■ TEKST DO PRZECZYTANIA
━━━

Sesja 17: Potoki CI/CD dla rozwiązań AI
MLOps i automatyzacja deployment
🎯 Cele sesji
- Implementacja CI/CD pipelines dla projektów ML
- Azure DevOps dla automatyzacji MLOps
- Model deployment strategies (blue-green, canary)
- Automated testing dla ML systems
🔄 MLOps Pipeline Architecture
CI/CD dla Machine Learning
CODE COMMIT → AUTOMATED TESTING → MODEL TRAINING → MODEL VALIDATION → DEPLOYMENT
↓ ↓ ↓ ↓ ↓
VERSION CTRL → DATA VALIDATION → EXPERIMENT TRACKING → QUALITY GATES → MONITORING
Kluczowe komponenty:
- Source Control - kod, data versioning, model registry
- Automated Testing - unit tests, data validation, model tests
- Training Pipeline - automated retraining, hyperparameter optimization
- Model Validation - performance benchmarking, bias testing
- Deployment - containerization, blue-green deployments
Azure DevOps dla ML
# azure-pipelines.yml dla ML project
trigger:
branches:
include:
- main
- develop
paths:
include:
- src/
- data/
- models/
variables:
azureServiceConnection: 'azure-ml-service-connection'
workspaceName: 'ai-workshop-workspace'
experimentName: 'production-model-training'
stages:
- stage: DataValidation
displayName: 'Data Quality Validation'
jobs:
- job: ValidateData
displayName: 'Validate Training Data'
pool:
vmImage: 'ubuntu-latest'
steps:
- task: UsePythonVersion@0
inputs:
versionSpec: '3.9'
- script: |
pip install -r requirements.txt
python scripts/validate_data.py --data-path $(dataPath)
displayName: 'Run Data Validation'
- task: PublishTestResults@2
inputs:
testResultsFiles: 'data-validation-results.xml'
- stage: ModelTraining
displayName: 'Model Training & Evaluation'
dependsOn: DataValidation
condition: succeeded()

━━━

■ CEL
Jakie dwie strategie wdrażania modeli wymienia tekst o potokach CI/CD w celach sesji? Rekordy nie mają nic wspólnego z tekstem o potokach CI/CD.

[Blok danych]
━━━

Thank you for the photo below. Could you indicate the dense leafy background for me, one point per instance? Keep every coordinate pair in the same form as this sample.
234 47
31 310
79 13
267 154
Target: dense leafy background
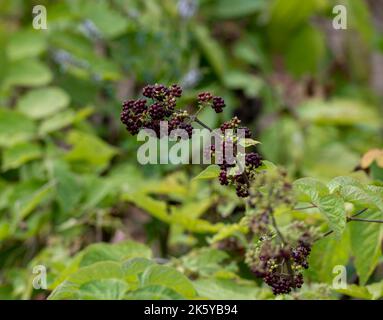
69 177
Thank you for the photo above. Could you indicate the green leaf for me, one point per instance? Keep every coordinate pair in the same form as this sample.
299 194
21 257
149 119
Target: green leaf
249 83
69 289
43 102
326 254
211 172
365 245
104 289
97 271
310 190
154 292
332 206
15 128
110 22
343 112
25 44
170 278
207 261
89 152
134 267
114 252
28 73
351 190
211 49
248 142
224 8
63 119
17 155
228 289
68 188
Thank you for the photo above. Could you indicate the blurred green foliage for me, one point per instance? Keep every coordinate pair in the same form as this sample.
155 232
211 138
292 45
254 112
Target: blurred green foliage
69 175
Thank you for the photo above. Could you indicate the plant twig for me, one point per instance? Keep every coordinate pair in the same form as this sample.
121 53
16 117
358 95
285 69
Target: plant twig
352 218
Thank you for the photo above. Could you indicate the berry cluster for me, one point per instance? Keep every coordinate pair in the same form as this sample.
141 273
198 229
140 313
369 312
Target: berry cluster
139 114
275 263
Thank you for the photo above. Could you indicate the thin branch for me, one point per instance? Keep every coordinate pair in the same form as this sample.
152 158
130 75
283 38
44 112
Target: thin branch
352 218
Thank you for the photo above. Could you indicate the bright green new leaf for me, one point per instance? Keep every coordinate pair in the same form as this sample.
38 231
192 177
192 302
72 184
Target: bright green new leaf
43 102
365 245
17 155
332 207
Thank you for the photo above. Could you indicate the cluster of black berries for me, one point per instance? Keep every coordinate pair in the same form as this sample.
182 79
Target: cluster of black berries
228 174
276 265
139 114
217 103
278 260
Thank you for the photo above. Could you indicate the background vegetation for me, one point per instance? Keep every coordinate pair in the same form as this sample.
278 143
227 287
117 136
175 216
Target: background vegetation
69 175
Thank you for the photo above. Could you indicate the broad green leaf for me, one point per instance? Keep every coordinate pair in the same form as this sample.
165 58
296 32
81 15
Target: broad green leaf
88 151
351 190
15 156
43 102
225 9
28 73
207 261
168 277
97 271
25 205
355 291
114 252
68 188
310 190
154 207
365 245
249 83
63 119
228 289
326 254
211 172
25 44
154 292
15 127
332 206
104 289
247 142
373 291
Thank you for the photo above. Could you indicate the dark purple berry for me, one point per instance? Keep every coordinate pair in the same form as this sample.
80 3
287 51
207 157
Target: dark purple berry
218 104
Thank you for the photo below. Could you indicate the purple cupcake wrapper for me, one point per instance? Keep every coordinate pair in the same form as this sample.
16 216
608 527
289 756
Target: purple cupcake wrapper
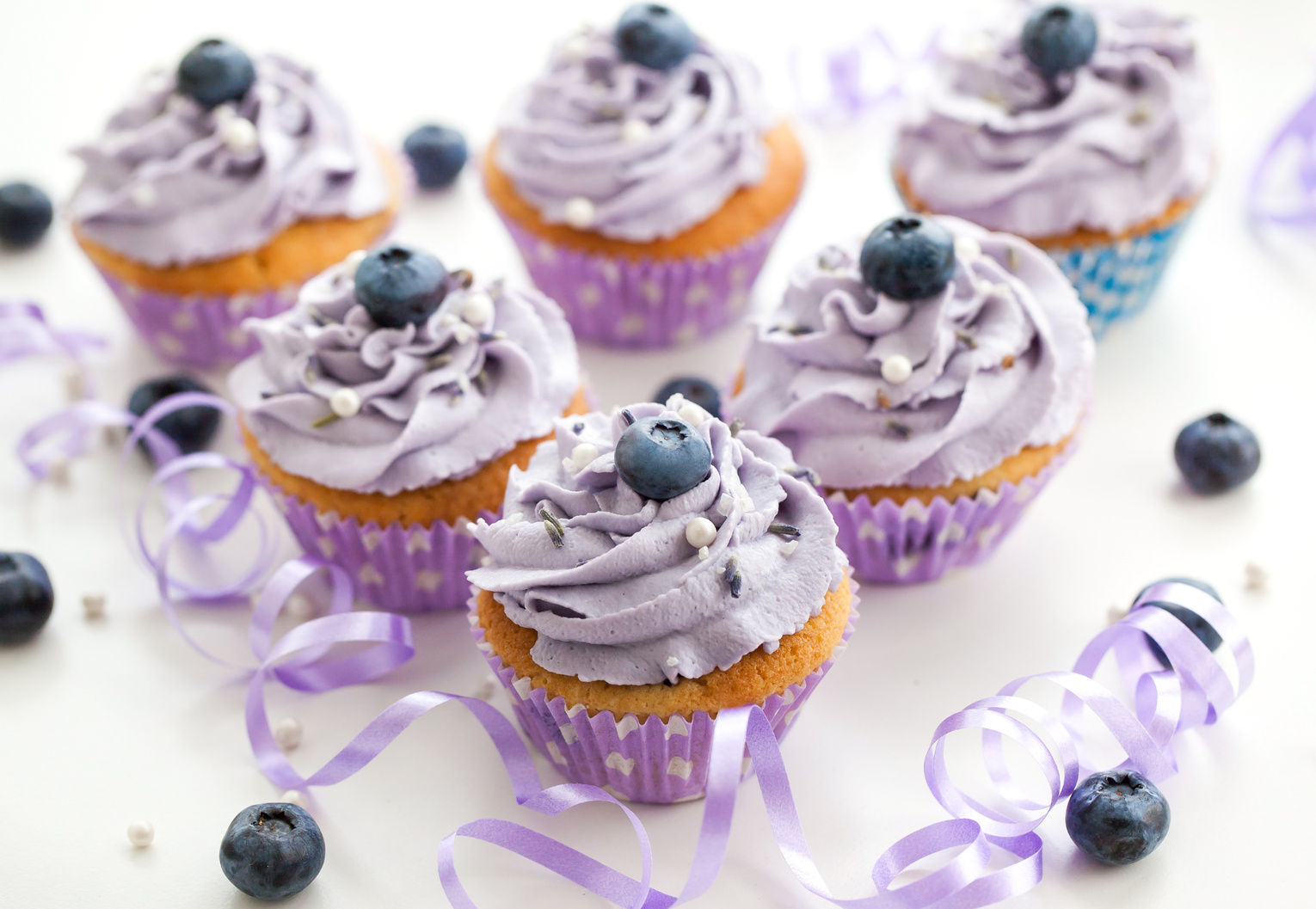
911 544
645 303
399 568
652 762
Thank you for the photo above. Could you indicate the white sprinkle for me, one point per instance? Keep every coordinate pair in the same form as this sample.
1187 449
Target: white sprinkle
700 531
141 833
579 212
896 369
287 733
345 402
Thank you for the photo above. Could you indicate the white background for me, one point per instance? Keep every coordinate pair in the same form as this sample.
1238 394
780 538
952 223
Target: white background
103 722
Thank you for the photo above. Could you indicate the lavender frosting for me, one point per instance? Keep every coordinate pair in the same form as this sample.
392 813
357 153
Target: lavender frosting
1131 136
653 153
491 367
1002 359
627 599
170 183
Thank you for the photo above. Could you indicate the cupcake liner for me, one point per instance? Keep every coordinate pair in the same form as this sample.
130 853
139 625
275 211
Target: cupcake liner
650 762
646 303
399 568
201 330
909 544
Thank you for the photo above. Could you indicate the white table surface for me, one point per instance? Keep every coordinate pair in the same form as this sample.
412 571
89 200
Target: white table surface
107 722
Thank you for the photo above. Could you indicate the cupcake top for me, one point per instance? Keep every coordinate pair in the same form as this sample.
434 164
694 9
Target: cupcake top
636 150
341 399
175 179
871 391
1104 146
635 590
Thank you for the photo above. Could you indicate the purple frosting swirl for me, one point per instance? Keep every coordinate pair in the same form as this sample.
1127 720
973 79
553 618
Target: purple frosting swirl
170 183
1000 360
1131 136
649 153
491 367
627 598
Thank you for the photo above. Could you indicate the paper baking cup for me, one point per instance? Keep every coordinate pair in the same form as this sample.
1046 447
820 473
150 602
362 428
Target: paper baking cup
399 568
653 760
645 303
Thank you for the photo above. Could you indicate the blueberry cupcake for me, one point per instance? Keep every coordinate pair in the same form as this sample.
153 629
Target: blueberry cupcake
643 178
655 568
1085 131
386 409
218 190
933 378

━━━

■ ODPOWIEDŹ
Blue-green i canary.